=== TEXTE SOURCE ===
···
Cependant, le mépris n'excluant pas la politesse, il prit sa plus belle plume pour répondre au trésorier la lettre suivante:

« Aujourd'hui 458ème' jour de la lutte des équipages français pour l'augmentation de leur solde. 

Monsieur, J'ai bien reçu votre lettre en date du 14 octobre 1944 me réclamant la modique somme de 425 francs. Je vous remercie infiniment de l'attention que vous voulez bien me manifester; mais je dois vous avouer que cette somme, toute modique qu'elle soit, dépasse les maigres possibilités de mon budget. Je suis évidemment absolument "sorry" .

Votre dévoué, mais insolvable, P.O. Jules. »

Jusqu'à la fin de son tour d'opérations, le P.O. Jules n'entendit plus parler de cette stupide histoire. Mais bien d'autres faits lui montrèrent l'acharnement de l'Intendant (3), à effectuer des ponctions plus ou moins sérieuses dans ses appointements.

Tous les prétextes étaient bons. L'esprit inventif des trésoriers semblait ne pas avoir de limites. Quelques jours plus tard, le P.O. Jules était de nouveau  victime  d'agissements inqualifiables. Il lui fallait rembourser « la dette du général ».

Il y avait déjà bien longtemps qu'elle couvait, cette fameuse dette. On en parlait et reparlait, mais jusqu'ici le service de la solde n'était pas passé au stade de l'application. L'Intendant surveillait le déroulement des opérations pour pouvoir effectuer, au moment propice, la retenue. Cette occasion se présenta quand les équipages eurent à toucher un rappel en augmentation, pour charge de famille.

M. l’Intendant envoya au trésorier d'Elvington une lettre, dans laquelle il expliquait que l'heure était opportune et que ça ne se verrait pas. La retenue fut effectuée et le P.O. Jule se retrouva aussi fauché que d'habitude. Il se lamentait amèrement. Les différentes sociétés dont il était le président et le fondateur, périclitaient. Les "Bûcherons de la forêt de Nieppe", "l'Entr'aide Mutuelle pour la Conservation des Pilotes", même le "Clan F.F.I.", étaient bien près de la faillite.

Mais il fallait autre chose pour abattre son moral. Je suis au-dessus de ces basses contingences, déclarait-il.

En regardant son portefeuille vide, il sentait grandir en lui le sens de l'économie. Puis en faisant la balance de ses soucis, il s'apercevait que l'argent y rentrait pour une bien faible part.
···
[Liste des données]
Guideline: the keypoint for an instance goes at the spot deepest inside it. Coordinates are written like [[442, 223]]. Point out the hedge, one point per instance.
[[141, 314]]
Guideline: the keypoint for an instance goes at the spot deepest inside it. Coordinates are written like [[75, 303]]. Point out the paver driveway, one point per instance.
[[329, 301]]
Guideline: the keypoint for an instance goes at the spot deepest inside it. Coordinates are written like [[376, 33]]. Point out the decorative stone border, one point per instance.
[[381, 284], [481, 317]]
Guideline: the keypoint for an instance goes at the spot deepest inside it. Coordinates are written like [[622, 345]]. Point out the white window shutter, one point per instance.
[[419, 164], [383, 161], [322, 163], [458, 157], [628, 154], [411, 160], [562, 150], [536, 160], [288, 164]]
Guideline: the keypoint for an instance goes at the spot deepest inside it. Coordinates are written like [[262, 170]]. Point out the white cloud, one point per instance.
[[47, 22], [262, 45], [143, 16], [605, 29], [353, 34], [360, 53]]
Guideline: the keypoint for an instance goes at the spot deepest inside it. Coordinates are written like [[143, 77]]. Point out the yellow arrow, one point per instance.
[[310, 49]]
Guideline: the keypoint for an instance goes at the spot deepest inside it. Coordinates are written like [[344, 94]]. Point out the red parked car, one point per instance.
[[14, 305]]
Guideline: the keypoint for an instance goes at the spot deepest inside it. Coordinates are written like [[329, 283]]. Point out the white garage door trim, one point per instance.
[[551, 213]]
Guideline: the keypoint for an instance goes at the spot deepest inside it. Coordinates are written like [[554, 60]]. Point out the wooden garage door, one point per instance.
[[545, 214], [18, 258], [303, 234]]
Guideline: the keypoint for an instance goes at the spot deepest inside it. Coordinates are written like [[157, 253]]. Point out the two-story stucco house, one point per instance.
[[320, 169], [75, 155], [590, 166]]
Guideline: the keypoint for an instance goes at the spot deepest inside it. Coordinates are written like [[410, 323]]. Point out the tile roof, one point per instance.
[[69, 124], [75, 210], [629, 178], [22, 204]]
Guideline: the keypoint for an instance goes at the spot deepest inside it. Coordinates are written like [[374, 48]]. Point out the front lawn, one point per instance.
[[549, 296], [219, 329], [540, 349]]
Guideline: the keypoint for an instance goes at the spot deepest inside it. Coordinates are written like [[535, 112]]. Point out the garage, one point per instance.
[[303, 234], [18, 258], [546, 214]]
···
=== TÂCHES À RÉALISER ===
A - Recopiez fidèlement le passage du texte source compris entre « Votre dévoué, mais » et « dans ses appointements. », bornes incluses.
B - D'après le texte source, quelle somme le trésorier réclamait-il au P.O. Jules dans sa lettre du 14 octobre 1944 ?
C - Rédigez la suite du texte source consacré au P.O. Jules, en commençant après sa dernière phrase.

=== RÉPONSES DE L'EXERCICE ===
A -
Votre dévoué, mais insolvable, P.O. Jules. »

Jusqu'à la fin de son tour d'opérations, le P.O. Jules n'entendit plus parler de cette stupide histoire. Mais bien d'autres faits lui montrèrent l'acharnement de l'Intendant (3), à effectuer des ponctions plus ou moins sérieuses dans ses appointements.

B - La somme de 425 francs.

C -
* Organisation terroriste des années 1935-1940

Notes de la rédaction :

(1) Voir aussi notre article « Mémoires d’un pilote de bombardier dans un French squadron- général Noirot » de juillet 2019 

Après la victoire (général Calmel, ancien major général de l'armée de l'air)

(2) X 1935, pilote dans l’armée de l’air puis la RAF (DFC, LH), intègre Air France en 1946 comme pilote, puis Royal Air Maroc et Tunis Air ; poursuit comme ingénieur d’essais à Air France puis à la SNCASO, avant de terminer sa carrière au CEA.


(3) L’histoire ne dit pas s’il s’agit d’un intendant de l’armée de terre ou d’un intendant de l’air nouvellement arrivé d’Alger, suite à la création à Londres en août 1943 d’une direction de l’intendance de l’air.

Couverture du livre Sarabande nocturne par Gérard Weygand, peintre de l'air.

Commentaire d'un lecteur

Suite à cet article, une information pour vos lecteurs(trices) : ces français libres, ce n’est pas un sujet si éloigné que cela du Commissariat de l’Air !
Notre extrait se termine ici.